Include no pictures. Output exactly the lines from the one that contains "In the photograph above, where can the wooden floor" through the final line of the entries.

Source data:
────

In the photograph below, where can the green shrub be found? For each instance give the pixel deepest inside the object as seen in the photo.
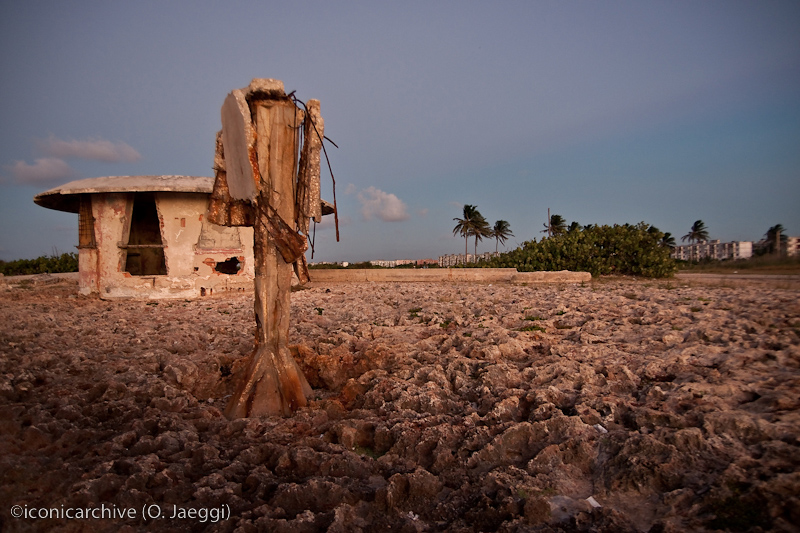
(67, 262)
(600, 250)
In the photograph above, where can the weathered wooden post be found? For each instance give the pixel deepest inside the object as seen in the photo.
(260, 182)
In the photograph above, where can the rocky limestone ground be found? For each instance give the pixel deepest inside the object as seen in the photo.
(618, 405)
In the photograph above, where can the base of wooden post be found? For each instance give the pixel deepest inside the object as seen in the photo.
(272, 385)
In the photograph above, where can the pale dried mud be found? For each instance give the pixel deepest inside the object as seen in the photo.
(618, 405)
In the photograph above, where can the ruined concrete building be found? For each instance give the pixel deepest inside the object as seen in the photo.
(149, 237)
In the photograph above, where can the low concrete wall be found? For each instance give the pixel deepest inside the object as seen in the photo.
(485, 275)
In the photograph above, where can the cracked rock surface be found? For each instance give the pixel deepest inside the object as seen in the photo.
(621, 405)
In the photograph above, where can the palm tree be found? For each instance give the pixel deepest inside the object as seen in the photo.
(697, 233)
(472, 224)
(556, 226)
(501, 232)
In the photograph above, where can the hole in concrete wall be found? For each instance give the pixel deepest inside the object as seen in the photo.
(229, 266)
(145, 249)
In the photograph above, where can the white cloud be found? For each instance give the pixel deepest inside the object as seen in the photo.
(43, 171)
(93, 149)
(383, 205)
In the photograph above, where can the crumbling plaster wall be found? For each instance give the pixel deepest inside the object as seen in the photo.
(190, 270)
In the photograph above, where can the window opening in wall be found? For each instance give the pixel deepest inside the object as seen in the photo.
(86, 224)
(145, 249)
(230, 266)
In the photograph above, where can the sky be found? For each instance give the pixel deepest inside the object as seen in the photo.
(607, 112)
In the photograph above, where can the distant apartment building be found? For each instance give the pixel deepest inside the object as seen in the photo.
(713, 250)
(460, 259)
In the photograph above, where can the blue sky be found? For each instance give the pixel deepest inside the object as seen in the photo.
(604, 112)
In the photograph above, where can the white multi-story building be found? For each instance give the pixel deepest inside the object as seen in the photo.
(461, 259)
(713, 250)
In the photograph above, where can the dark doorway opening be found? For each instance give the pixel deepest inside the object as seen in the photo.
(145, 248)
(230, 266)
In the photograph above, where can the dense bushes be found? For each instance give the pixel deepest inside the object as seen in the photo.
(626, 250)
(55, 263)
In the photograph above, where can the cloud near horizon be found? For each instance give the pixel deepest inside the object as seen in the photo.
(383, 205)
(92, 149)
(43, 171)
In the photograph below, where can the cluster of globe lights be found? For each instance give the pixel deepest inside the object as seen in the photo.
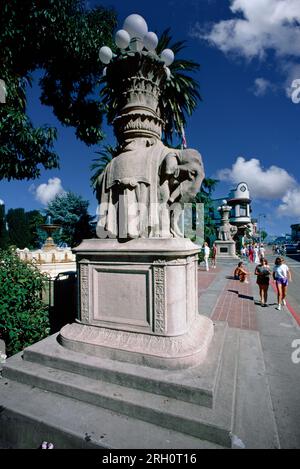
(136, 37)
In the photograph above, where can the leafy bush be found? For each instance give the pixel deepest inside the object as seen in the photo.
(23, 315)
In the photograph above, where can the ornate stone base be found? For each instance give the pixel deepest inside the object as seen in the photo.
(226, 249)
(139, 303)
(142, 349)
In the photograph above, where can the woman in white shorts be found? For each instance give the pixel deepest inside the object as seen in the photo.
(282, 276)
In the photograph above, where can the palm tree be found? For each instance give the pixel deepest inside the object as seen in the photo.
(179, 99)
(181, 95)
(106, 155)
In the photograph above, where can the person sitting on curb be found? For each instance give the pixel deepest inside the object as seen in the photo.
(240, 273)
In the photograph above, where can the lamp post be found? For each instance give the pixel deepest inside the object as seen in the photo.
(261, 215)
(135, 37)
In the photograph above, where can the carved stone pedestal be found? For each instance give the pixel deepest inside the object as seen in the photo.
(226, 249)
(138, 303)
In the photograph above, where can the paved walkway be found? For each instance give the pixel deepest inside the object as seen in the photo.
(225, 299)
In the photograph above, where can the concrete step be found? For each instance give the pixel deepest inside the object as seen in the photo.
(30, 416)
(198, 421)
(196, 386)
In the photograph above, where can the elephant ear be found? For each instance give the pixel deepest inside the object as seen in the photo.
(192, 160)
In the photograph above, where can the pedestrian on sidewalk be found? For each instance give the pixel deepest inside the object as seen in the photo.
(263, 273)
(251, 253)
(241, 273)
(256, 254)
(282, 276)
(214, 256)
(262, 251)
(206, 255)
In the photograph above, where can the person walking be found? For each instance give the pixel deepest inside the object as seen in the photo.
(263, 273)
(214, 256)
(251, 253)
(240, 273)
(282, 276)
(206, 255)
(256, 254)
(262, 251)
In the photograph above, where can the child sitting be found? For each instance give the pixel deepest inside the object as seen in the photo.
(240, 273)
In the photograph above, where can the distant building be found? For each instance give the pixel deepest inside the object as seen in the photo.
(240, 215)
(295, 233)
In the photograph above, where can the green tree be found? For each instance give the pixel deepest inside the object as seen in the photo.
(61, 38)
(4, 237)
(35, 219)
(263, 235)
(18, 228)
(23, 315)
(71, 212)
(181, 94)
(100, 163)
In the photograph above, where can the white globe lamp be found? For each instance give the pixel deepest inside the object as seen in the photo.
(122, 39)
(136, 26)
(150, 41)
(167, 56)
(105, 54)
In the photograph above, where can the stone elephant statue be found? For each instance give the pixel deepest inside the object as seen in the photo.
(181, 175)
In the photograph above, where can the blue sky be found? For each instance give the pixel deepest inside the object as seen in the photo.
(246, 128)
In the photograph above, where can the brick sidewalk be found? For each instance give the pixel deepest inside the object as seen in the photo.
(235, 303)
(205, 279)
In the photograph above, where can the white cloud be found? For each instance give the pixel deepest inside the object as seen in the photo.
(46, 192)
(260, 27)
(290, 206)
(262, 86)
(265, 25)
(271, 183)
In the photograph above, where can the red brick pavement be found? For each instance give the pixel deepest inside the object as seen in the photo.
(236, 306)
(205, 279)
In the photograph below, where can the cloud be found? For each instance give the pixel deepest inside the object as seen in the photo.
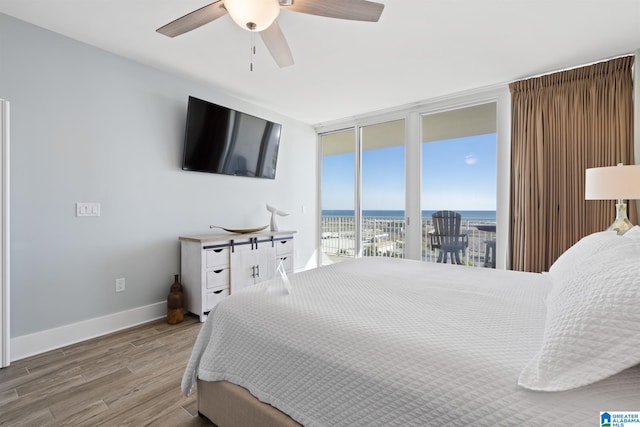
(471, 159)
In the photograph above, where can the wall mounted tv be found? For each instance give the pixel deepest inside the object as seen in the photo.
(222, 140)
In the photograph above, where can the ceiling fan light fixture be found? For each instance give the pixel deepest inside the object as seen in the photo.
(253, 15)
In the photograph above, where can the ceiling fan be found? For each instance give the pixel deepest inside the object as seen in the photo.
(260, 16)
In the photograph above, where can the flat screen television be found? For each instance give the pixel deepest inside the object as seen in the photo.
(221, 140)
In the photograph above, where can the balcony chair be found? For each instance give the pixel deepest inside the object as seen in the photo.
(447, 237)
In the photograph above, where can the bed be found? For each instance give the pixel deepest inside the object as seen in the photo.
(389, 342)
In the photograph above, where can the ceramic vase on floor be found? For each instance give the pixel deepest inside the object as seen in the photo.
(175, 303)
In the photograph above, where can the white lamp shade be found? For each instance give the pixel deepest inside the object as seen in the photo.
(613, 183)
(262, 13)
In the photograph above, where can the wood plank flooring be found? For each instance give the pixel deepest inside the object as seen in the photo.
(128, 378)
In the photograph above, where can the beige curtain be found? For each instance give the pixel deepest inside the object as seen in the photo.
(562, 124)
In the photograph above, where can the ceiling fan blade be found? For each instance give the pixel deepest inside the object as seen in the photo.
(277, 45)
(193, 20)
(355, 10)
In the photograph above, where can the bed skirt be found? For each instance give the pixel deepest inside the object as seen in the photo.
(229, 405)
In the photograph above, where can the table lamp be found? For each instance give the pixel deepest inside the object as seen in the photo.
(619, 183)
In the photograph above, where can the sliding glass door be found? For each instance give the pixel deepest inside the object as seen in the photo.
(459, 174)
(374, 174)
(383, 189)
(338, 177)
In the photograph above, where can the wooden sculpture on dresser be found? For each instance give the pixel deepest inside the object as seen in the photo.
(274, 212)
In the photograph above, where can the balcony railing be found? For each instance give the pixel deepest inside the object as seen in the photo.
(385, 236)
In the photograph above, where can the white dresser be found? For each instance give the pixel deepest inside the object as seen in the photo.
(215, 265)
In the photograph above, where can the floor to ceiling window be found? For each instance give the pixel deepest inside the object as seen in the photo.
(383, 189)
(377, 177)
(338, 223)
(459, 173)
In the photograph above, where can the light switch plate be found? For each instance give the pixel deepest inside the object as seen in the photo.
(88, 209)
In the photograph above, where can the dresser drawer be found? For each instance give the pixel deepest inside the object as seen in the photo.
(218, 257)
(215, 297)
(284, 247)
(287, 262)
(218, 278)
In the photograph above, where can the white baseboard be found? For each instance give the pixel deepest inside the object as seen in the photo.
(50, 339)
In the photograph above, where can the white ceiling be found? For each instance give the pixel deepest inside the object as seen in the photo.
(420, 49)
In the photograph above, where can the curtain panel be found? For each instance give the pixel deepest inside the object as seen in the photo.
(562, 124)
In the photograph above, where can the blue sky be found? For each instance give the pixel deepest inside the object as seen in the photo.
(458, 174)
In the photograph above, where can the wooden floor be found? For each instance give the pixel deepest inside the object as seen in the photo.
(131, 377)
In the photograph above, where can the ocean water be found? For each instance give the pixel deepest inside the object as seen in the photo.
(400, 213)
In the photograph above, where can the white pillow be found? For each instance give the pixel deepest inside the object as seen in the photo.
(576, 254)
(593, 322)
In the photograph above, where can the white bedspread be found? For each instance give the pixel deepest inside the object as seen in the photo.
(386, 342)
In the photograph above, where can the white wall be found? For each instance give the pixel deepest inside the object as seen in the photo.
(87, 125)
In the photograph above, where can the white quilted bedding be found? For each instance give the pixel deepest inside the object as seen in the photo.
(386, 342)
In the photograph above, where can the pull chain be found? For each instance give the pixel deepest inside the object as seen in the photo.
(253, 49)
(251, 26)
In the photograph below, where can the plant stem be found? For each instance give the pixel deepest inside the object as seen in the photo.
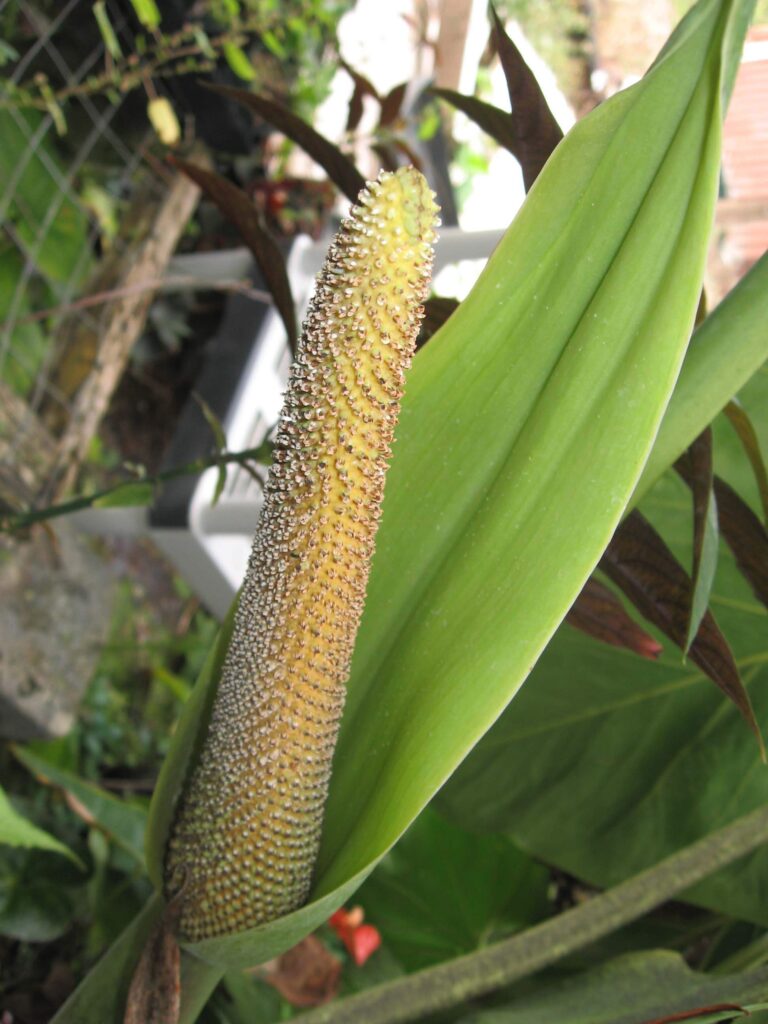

────

■ Reply to the task
In the photograph above, where can the wooden floor be found? For each instance give the pixel deepest inside the object as seen in the photo.
(131, 377)
In the photograph above, where can the ocean water be found? For each instance give the pixel deepest inside the object as seen in the photo.
(400, 213)
In the photograph above, where can the white pillow be found? For each instance give the pixel deepest inside the object as seen in the photo.
(576, 254)
(593, 322)
In the photograph above, where can the white bedspread be found? For each instance give the pixel deepest inside the object as seen in the photo.
(386, 342)
In the photograph above, where can the white wall be found? For each instance give the pixel deepest inside the object as seen in the photo.
(87, 125)
In the photograph above, where can the white quilted bedding be found? For each instance give the pixel deepest inside the object as seen in the photo.
(386, 342)
In the photograph above, where can the pull chain be found? For each instance give the pixel deepest inside the object as seen in the photo.
(253, 49)
(251, 26)
In the photograph below, where can the plant stem be found? For each instance give the pixel deepest inside the object as seen in the photo.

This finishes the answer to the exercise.